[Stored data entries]
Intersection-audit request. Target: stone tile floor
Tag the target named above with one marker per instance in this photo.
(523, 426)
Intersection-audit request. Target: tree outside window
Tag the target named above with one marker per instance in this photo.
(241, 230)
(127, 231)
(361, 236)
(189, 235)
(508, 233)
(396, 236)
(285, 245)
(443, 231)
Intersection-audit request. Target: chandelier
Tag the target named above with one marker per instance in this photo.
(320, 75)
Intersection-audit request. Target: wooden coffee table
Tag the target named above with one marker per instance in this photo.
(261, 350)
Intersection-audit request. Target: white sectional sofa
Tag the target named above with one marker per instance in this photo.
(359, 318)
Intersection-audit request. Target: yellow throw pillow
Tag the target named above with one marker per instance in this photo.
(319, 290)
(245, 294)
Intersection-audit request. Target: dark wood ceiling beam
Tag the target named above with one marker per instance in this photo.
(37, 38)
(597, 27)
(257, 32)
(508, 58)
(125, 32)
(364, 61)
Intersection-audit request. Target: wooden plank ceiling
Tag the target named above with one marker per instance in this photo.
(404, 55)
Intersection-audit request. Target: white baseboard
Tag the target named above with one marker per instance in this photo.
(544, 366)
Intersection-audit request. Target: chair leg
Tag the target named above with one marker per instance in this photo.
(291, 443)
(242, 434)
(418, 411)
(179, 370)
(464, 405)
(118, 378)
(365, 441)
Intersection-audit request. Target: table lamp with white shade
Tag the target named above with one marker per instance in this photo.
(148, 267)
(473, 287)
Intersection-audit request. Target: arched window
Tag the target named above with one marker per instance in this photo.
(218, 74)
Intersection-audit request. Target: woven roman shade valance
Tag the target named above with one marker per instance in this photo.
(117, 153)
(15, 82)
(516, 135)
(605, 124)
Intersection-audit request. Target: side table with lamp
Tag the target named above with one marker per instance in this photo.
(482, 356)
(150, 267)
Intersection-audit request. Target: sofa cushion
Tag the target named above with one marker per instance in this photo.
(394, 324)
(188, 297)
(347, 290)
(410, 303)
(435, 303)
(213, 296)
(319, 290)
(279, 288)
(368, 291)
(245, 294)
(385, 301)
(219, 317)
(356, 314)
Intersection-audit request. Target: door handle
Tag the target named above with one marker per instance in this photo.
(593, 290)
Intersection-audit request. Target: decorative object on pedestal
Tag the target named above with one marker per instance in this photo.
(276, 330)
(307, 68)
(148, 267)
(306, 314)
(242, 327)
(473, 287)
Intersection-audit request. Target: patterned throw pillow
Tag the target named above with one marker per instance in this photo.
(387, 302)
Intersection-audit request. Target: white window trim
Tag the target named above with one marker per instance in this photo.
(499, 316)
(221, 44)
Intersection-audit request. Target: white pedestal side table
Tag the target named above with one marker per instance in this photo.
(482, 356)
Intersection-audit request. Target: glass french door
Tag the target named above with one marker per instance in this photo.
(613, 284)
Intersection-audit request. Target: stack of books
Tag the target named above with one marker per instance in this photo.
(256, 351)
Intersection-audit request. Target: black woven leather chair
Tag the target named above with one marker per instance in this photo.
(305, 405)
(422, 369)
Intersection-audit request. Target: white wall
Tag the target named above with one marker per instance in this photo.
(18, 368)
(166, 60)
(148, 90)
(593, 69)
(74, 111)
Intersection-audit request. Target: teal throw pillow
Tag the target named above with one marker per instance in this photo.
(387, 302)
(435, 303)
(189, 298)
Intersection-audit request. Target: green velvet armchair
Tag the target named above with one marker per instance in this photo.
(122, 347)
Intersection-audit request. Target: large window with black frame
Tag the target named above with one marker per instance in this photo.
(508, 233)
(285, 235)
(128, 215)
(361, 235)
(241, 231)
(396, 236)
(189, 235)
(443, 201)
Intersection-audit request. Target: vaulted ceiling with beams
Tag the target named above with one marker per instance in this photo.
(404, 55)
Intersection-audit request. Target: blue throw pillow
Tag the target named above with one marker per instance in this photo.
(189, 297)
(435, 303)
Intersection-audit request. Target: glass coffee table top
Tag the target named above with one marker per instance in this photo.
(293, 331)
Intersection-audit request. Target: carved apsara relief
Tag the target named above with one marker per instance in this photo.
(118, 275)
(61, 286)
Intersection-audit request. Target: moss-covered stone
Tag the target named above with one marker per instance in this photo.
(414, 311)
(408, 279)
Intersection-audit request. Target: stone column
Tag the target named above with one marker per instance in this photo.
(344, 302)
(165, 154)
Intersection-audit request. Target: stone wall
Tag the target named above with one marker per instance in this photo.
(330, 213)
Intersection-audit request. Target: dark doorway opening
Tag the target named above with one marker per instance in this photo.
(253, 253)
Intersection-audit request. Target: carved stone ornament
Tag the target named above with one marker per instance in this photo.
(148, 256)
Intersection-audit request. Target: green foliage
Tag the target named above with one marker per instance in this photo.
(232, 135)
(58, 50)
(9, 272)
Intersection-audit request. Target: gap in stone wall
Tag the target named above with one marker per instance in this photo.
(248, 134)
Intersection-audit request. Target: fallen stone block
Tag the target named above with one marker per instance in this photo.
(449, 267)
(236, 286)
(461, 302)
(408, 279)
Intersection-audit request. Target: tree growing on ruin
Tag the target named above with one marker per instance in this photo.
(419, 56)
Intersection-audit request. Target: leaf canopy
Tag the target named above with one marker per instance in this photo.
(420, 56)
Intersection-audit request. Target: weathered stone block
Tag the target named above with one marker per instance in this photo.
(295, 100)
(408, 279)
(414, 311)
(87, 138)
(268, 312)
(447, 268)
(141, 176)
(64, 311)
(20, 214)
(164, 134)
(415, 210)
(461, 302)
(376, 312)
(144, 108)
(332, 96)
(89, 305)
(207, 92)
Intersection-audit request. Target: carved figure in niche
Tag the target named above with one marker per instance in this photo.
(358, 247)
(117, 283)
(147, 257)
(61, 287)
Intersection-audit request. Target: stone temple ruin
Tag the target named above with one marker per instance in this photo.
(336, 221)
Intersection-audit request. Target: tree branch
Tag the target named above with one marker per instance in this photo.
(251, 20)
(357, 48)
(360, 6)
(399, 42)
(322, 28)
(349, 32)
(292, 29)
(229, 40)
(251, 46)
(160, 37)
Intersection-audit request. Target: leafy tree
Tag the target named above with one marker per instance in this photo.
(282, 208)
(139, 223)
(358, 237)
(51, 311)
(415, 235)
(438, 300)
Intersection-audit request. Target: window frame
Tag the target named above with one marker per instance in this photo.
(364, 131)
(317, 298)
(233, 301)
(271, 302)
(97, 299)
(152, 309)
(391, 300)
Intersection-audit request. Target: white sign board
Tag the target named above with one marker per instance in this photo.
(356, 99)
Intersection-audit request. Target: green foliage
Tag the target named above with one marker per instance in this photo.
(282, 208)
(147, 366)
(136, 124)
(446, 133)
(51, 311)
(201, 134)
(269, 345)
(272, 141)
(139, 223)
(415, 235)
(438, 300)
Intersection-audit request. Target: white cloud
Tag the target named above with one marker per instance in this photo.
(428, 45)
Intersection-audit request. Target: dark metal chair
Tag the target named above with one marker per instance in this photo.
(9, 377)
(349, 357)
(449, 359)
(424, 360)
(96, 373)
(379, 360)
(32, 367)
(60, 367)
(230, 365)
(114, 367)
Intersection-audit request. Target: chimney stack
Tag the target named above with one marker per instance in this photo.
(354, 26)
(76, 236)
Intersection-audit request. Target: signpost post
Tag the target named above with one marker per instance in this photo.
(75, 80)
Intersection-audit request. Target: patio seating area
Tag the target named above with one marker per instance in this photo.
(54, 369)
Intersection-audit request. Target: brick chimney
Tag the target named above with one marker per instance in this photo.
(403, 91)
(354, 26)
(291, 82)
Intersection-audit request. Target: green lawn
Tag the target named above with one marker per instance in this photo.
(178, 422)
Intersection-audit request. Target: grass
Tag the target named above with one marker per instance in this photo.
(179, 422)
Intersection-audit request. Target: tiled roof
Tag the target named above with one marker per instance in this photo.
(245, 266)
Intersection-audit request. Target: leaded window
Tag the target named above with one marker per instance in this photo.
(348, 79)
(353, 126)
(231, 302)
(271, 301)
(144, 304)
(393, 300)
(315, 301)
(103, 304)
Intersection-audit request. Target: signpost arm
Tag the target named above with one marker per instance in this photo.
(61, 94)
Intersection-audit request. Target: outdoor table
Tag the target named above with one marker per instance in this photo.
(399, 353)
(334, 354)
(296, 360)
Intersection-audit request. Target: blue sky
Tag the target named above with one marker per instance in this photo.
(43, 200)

**Exercise description:**
From the line with "Intersection-audit request. Target: tiled" to the last line of the material, give every line again exactly, and only those lines.

**Result below:**
Intersection-audit request. Target: tiled roof
Tag the target named above with one marker per instance in this photo.
(245, 266)
Intersection-audit request. Target: leaded window
Tag the target named above with one marker per instance in this photo.
(348, 79)
(353, 126)
(231, 302)
(271, 301)
(144, 304)
(393, 300)
(315, 301)
(103, 304)
Intersection-audit request. Target: signpost arm
Tag the target named above with one marker per instance in this photo.
(61, 94)
Intersection-audit request. Target: outdoor table
Tag the target named above with one marker per instance in this photo.
(399, 353)
(334, 354)
(296, 360)
Intersection-audit request. Target: blue sky
Tag the target named above with one marker per instance in this photo.
(43, 200)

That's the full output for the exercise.